昭和40年(1965)金沢市の町名統合で、片町2丁目や中央通町等に町名変更になった上伝馬町(片町2丁目)下伝馬町(中央通町)横伝馬町(片町2丁目、長町2丁目、中央通町)裏伝馬町は、藩政期からある地名で、藩用の人や荷物を運ぶために66匹の伝馬が置かれたことからこの名が付きました。藩初は橋場町付近に置かれ、以後犀川に移されています。上・下・横・裏伝馬町は地子町の一つでした。

 

伝馬:幕府、諸大名、公家などの特権者の公用の人や荷物の継ぎ送りにあたった馬で、古くは駅制にも伝馬の制がありましたがその後廃絶します。戦国時代に諸大名は軍事的必要から領国に宿駅を設置し伝馬を常置します。江戸時代になると徳川家康が慶長6年(1601)東海道,中山道に多くの宿駅を指定し、36頭ずつの伝馬を常備させたのが初めで、寛永 15年 (1638)に幕府は東海道 100頭,中山道 50頭,日光,奥州,甲州各道中 25頭と定めた。)

 

(伝馬町碑・大野庄用水脇)

入力

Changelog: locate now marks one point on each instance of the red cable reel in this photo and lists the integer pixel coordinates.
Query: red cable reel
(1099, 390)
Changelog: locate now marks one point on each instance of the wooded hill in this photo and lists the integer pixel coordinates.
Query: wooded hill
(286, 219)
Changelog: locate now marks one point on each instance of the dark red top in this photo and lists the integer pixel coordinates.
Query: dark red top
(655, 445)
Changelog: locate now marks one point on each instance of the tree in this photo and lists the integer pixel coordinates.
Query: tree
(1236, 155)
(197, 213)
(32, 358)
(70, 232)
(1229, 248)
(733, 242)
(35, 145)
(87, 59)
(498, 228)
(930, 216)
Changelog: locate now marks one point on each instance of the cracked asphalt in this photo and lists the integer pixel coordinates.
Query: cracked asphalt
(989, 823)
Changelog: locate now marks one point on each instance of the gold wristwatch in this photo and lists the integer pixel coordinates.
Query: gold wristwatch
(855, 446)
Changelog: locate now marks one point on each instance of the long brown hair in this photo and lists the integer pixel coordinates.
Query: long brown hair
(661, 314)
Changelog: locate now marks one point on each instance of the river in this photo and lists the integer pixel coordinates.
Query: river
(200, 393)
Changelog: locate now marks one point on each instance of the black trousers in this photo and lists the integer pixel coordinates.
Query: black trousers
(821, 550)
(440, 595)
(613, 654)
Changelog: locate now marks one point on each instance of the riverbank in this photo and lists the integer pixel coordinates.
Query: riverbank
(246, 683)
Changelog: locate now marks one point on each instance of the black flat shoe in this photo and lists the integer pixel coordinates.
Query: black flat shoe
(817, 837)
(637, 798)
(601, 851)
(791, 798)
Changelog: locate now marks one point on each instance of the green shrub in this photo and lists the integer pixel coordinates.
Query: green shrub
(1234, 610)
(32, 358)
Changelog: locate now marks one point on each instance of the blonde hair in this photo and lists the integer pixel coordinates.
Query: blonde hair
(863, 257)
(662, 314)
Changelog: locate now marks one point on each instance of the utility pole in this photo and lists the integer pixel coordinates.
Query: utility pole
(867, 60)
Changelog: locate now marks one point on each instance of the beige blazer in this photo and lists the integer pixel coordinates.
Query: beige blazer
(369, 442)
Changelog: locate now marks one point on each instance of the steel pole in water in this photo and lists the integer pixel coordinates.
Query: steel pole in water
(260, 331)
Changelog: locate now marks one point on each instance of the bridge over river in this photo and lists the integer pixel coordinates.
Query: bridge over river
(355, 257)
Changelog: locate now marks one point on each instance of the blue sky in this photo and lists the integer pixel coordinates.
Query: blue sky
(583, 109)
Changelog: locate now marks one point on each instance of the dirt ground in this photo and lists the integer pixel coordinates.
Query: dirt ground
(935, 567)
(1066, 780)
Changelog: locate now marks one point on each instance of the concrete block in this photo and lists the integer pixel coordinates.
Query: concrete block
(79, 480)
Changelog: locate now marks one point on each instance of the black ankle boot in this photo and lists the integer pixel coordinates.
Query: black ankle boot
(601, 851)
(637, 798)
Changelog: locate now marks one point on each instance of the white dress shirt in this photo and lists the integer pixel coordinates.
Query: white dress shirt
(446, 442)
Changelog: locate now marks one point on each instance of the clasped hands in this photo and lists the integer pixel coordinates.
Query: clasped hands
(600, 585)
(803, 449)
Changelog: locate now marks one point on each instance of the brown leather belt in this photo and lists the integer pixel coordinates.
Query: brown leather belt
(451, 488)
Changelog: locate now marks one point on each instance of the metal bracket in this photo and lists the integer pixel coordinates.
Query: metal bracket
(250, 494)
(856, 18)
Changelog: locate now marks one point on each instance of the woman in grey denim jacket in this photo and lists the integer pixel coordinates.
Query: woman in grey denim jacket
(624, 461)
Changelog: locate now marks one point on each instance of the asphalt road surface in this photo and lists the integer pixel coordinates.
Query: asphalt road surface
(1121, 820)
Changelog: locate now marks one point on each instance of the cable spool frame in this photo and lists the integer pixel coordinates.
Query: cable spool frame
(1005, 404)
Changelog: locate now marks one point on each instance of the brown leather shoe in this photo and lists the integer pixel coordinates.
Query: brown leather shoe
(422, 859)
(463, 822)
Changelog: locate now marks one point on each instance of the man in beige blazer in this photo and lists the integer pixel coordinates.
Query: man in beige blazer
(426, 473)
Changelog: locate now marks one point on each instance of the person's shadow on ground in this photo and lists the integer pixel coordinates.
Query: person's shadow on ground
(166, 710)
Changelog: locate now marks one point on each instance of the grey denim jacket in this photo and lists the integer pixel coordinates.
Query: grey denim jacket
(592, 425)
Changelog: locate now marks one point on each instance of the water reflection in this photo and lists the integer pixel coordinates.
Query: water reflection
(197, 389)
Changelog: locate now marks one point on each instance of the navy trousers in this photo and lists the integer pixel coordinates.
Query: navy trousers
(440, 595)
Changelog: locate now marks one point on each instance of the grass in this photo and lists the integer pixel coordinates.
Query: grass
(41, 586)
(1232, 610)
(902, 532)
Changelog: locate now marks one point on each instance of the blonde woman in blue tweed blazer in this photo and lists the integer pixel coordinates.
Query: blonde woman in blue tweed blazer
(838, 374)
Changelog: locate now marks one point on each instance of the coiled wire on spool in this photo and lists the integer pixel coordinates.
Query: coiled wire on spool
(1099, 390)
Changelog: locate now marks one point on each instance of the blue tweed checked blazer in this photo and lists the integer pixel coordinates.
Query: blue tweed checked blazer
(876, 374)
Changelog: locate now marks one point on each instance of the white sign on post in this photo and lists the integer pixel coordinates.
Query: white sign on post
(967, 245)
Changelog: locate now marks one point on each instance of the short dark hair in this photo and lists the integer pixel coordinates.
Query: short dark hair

やること
(1) リストのうち、「the blue tweed」を含む行からリストの最後までを、両端も含めてそのまま書き写してください。
(2) 伝馬町についての文章を、最後の行のあとから引き継いで書き進めてください。

答え
(1)
Changelog: locate now marks one point on each instance of the blue tweed checked blazer in this photo and lists the integer pixel coordinates.
Query: blue tweed checked blazer
(876, 374)
Changelog: locate now marks one point on each instance of the white sign on post in this photo and lists the integer pixel coordinates.
Query: white sign on post
(967, 245)
Changelog: locate now marks one point on each instance of the short dark hair in this photo and lists the integer pixel coordinates.
Query: short dark hair

(2)
旧伝馬町

改作所旧記にある寛文10年(1677)の届書に、伝馬町うしろの川除に、また、元禄9年(1696)の地子町肝煎裁許付に、伝馬町・下伝馬町・横伝馬町・裏伝馬町。と記載され、4町に分れていて、今は上伝馬町・下伝馬町・横伝馬町・裏伝馬町の4とするとあり、この町は旧伝で云うには、旧藩の藩初以来伝馬で、金澤伝馬役の馬を継ぎ置く厩をこの町内に建てたので、伝馬町と呼んだと言い伝えられています。享保12年(1727)の「はなし随筆」に、伝馬町馬貸何某が家に居る六兵衛と云ふ馬子の伝話があり、天保・弘化の頃までも、この町の入口に馬借の家があり、貸馬を継ぎ置板と書かれています。これは国初以来伝馬の余波か?おもうに、町名を呼びはじめた頃、この町地は伝馬・馬借の家共を集め置かれたゆえに、自然と伝馬町と呼んだのでしょうか?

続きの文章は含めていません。